- [What you have to do]
State how many of the lines below contain the string "water". Give only the number.

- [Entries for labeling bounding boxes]
"""

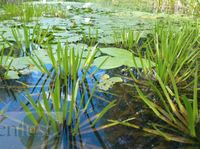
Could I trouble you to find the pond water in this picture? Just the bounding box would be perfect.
[0,2,198,149]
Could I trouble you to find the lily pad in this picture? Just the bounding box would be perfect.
[97,77,123,91]
[93,48,155,69]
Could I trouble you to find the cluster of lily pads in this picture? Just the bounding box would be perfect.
[0,0,200,147]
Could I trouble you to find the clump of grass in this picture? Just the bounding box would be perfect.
[2,25,53,56]
[82,28,99,46]
[133,23,200,86]
[20,43,115,139]
[113,29,141,50]
[0,3,67,22]
[0,47,12,80]
[108,21,200,144]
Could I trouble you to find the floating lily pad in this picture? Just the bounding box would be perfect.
[97,77,123,91]
[93,48,155,69]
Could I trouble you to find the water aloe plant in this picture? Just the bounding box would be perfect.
[20,43,115,134]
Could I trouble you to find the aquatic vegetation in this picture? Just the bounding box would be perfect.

"""

- [Written solution]
2